**DATA LISTING:**
=== Begin Enclosure ===
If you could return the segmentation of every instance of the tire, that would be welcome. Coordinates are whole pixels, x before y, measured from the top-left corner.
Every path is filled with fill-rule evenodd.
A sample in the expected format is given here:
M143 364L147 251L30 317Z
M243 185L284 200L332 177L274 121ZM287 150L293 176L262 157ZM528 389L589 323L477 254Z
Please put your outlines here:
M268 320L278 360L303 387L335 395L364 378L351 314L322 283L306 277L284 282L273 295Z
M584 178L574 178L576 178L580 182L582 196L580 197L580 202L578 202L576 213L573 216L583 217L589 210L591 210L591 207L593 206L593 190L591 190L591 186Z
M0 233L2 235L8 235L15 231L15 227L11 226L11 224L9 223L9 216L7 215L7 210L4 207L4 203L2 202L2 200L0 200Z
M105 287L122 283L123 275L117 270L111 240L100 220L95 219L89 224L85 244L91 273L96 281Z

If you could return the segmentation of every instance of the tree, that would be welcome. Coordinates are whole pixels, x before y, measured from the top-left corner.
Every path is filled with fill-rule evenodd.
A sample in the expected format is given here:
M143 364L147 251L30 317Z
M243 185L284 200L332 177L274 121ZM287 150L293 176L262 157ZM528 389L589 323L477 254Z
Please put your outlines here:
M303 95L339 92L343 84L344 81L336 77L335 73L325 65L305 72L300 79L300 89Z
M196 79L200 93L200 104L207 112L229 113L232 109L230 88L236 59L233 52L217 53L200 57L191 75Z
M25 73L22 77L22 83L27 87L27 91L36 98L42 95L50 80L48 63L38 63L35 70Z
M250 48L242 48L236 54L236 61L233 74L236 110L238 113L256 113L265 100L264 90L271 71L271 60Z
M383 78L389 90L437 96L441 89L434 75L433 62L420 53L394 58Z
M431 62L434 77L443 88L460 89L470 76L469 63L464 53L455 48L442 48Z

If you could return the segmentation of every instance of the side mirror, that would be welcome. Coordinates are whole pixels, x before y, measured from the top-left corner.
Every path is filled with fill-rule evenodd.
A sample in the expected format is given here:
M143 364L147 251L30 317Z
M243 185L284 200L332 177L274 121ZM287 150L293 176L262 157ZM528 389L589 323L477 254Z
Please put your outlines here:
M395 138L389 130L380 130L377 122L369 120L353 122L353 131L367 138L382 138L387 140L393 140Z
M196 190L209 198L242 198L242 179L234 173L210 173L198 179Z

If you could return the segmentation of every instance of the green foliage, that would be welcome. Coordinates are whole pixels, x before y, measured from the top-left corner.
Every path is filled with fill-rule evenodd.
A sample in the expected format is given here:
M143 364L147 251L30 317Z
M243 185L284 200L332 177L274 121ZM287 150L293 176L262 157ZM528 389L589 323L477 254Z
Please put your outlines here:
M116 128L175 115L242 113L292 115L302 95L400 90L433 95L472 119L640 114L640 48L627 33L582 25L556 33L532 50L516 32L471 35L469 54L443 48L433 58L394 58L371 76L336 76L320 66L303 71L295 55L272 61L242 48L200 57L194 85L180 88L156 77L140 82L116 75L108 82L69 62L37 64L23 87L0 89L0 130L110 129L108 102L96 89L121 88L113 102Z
=== End Enclosure ===
**PROBLEM DESCRIPTION:** All lines of the data above must be repeated exactly.

**EXERCISE SOLUTION:**
If you could return the segmentation of every instance of the tire, that would be welcome. Coordinates are whole pixels, x before y, measured from the top-left corner.
Every path is filled with fill-rule evenodd.
A sample in the expected format is given here:
M143 364L147 251L30 317Z
M243 185L284 200L332 177L274 121ZM287 150L293 176L262 157ZM528 389L589 323L477 254Z
Please put your outlines here:
M268 320L278 360L303 387L335 395L364 378L351 314L322 283L306 277L284 282L273 295Z
M584 178L574 178L576 178L580 182L582 196L580 197L580 202L578 202L576 213L573 216L583 217L589 210L591 210L591 207L593 206L593 190L591 190L591 186Z
M0 233L2 235L8 235L15 231L15 227L11 226L11 224L9 223L9 216L7 215L7 210L4 207L4 203L2 202L2 200L0 200Z
M105 287L122 283L123 275L117 270L111 240L100 220L95 219L89 224L85 244L91 273L96 281Z

If you could return the segmentation of every instance of the tree, that would be welcome. Coordinates are whole pixels, x before y, measured from the top-left corner.
Every path is filled with fill-rule evenodd.
A sample in the expected format is given here:
M143 364L147 251L30 317Z
M243 185L284 200L332 177L274 121ZM287 150L293 176L262 157ZM528 389L589 323L477 254Z
Please put your outlines here:
M303 95L339 92L343 84L344 81L336 77L335 73L325 65L305 72L300 79L300 89Z
M196 79L200 93L200 104L207 112L229 113L232 109L230 88L236 59L233 52L217 53L200 57L191 75Z
M25 73L22 77L22 83L27 87L27 91L36 98L42 95L50 80L48 63L38 63L35 70Z
M250 48L242 48L236 54L236 61L233 74L236 110L238 113L256 113L265 100L264 90L271 71L271 60Z
M383 78L389 90L437 96L441 89L434 75L433 62L420 53L394 58Z
M431 62L434 77L443 88L460 89L470 76L469 63L464 53L455 48L442 48Z

If you could return the segmentation of every instance of the side mirror, that would be welcome. Coordinates are whole pixels, x before y, measured from the top-left corner.
Every path is filled with fill-rule evenodd.
A sample in the expected format is given here:
M143 364L147 251L30 317Z
M243 185L284 200L332 177L274 121ZM287 150L293 176L262 157ZM528 389L589 323L477 254Z
Please put your outlines here:
M395 138L389 130L380 130L377 122L369 120L353 122L353 131L367 138L382 138L387 140L393 140Z
M196 190L209 198L242 198L242 179L234 173L210 173L198 179Z

If you could return the segmentation of every instance of the green foliage, that would be welcome. Coordinates are whole pixels, x before y, measured from the top-left corner.
Every path is filled with fill-rule evenodd.
A sample in the expected format is given here:
M143 364L147 251L30 317Z
M243 185L284 200L332 177L274 121ZM287 150L293 176L262 157ZM528 389L589 323L477 254Z
Please put your outlines here:
M116 128L175 115L242 113L292 115L302 95L400 90L433 95L472 119L640 114L640 48L627 33L582 25L556 33L532 50L516 32L471 35L469 54L443 48L433 58L394 58L371 76L336 76L320 66L303 71L295 55L272 61L242 48L200 57L194 85L180 88L156 77L140 82L116 75L108 82L69 62L37 64L23 87L0 89L0 130L110 129L108 102L96 89L121 88L113 102Z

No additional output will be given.